▶ _The problem_
For the entries that follow, count the lines containing the string "stirrup" and write only the number.

▶ _Exercise input_

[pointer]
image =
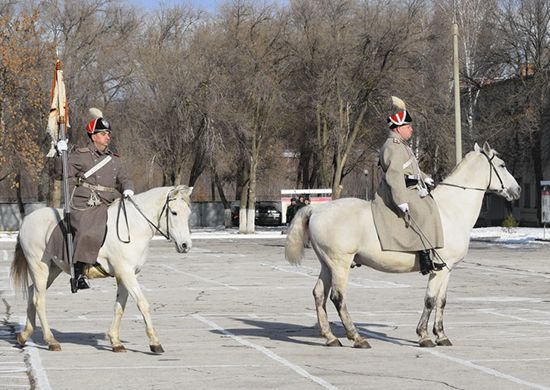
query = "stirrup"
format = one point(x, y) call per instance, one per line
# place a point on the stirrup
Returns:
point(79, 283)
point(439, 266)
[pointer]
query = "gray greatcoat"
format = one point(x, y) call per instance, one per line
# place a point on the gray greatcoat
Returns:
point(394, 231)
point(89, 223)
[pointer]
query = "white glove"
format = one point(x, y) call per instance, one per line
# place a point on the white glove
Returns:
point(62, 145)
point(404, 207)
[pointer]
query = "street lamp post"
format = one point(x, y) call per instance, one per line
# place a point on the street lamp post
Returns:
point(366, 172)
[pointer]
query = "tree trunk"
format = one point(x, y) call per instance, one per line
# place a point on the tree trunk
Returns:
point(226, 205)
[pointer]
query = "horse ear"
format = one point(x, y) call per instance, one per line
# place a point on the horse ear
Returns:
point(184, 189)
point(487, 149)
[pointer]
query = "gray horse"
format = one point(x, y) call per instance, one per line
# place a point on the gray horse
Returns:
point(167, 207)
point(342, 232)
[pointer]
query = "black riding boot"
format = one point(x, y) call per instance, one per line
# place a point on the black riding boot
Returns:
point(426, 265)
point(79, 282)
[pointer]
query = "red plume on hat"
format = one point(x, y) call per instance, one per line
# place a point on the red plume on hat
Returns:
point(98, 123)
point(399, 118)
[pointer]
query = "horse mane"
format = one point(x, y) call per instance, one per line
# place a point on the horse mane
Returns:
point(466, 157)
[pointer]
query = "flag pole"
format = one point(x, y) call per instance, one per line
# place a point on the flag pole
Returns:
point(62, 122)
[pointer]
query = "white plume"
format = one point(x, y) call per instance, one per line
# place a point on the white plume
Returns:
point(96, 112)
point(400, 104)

▶ _Task solution_
2